**Quoted text**
==*==
Gig economy shakeup: New Jersey adopts worker classification rules that will likely make ride-hailing drivers employees
Business group warns rule lacks clarity and flexibility, could reshape contractor work and increase business costs
New Jersey has adopted new rules clarifying when workers must be classified as employees, a move that could require companies to treat many ride-hail drivers, truck drivers, and other gig workers as employees rather than independent contractors.
State labor officials say the regulations, finalized May 5 by the New Jersey Department of Labor and Workforce Development, are meant to protect workers and ensure fair competition. But industry representatives warn the changes could significantly restrict freelance work and increase costs for businesses.
The rules formalize how the state’s “ABC test” is applied under laws governing unemployment insurance, wages, and worker protections. Under that test, workers are presumed to be employees unless a company can prove they meet all three criteria for independent contractor status.
To be considered a contractor, work performed must be either “outside the company’s usual course of business” or performed “outside all of the company’s places of business.”
Locations can count as a company’s “place of business” even if they aren’t offices or facilities. In examples listed in the notice of the rule adoption, this could include airplanes for airlines, trucks for trucking companies, and vehicles used by drivers for ride-share or transportation services like Uber and Lyft. By contrast, places like public buildings where independent research is conducted, or a worker’s home for remote work, are not considered part of the employer’s place of business.
“We heard from New Jersey’s business community and workers — and we acted on it,” Acting Labor Commissioner Kevin Jarvis said in a statement. “We removed provisions in the draft rules that created uncertainty and built a framework shaped by their input, one that protects legitimate independent contractors, supports employees, and respects businesses that follow the rules.”
==*==
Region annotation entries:
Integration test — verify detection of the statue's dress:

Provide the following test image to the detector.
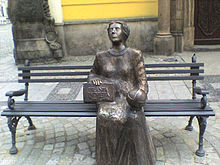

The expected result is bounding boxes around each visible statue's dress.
[88,48,155,165]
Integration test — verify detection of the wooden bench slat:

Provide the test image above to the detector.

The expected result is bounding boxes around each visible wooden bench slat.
[18,65,92,71]
[147,76,204,81]
[145,63,204,68]
[144,111,215,117]
[146,69,204,74]
[1,111,215,117]
[1,111,97,117]
[18,78,87,83]
[18,72,89,77]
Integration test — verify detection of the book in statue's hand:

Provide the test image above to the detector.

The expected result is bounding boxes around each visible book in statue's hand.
[83,83,115,103]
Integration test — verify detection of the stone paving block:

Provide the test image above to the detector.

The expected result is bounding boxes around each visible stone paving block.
[155,161,165,165]
[55,142,65,148]
[156,147,165,161]
[77,142,89,150]
[43,144,54,151]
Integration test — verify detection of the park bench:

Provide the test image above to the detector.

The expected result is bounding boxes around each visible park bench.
[1,55,215,156]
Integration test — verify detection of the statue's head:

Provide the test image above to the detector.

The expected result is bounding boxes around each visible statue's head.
[108,21,130,44]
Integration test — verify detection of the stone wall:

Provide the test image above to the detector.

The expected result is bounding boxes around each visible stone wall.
[64,20,157,56]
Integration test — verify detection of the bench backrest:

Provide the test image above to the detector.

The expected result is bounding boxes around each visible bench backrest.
[18,63,204,83]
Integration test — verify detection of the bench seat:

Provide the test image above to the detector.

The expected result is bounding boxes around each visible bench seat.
[1,100,215,117]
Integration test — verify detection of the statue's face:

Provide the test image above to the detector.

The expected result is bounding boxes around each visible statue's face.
[108,23,123,42]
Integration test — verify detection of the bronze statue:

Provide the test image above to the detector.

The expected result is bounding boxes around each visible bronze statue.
[88,21,155,165]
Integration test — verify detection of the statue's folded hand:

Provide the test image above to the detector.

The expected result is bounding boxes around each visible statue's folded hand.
[126,89,147,109]
[92,79,102,86]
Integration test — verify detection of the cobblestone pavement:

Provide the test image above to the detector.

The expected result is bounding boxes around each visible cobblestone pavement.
[0,25,220,165]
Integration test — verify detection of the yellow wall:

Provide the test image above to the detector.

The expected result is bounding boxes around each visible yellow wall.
[61,0,158,21]
[48,0,63,23]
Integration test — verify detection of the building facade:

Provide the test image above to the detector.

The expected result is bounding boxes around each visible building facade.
[6,0,220,60]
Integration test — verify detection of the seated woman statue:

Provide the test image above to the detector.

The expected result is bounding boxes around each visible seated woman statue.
[88,21,155,165]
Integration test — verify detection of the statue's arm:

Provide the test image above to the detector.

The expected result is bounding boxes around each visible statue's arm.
[87,56,102,85]
[135,52,148,94]
[127,52,148,110]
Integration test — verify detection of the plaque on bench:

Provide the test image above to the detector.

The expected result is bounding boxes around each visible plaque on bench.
[83,83,115,103]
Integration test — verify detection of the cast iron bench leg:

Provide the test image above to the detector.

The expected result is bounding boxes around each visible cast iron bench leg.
[25,116,36,130]
[196,116,208,157]
[8,116,21,154]
[185,116,195,131]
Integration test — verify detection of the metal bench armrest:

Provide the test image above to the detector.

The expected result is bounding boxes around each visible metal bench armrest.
[194,87,209,109]
[5,89,26,97]
[194,87,209,95]
[5,89,26,110]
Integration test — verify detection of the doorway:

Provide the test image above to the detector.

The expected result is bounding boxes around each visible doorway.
[194,0,220,45]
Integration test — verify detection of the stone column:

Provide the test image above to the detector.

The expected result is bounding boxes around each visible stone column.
==*==
**Exercise requirements**
In the article on New Jersey's worker classification rules, on what date did the state labor department finalize the regulations? These items have no connection to the article on New Jersey's worker classification rules.

**Task output**
May 5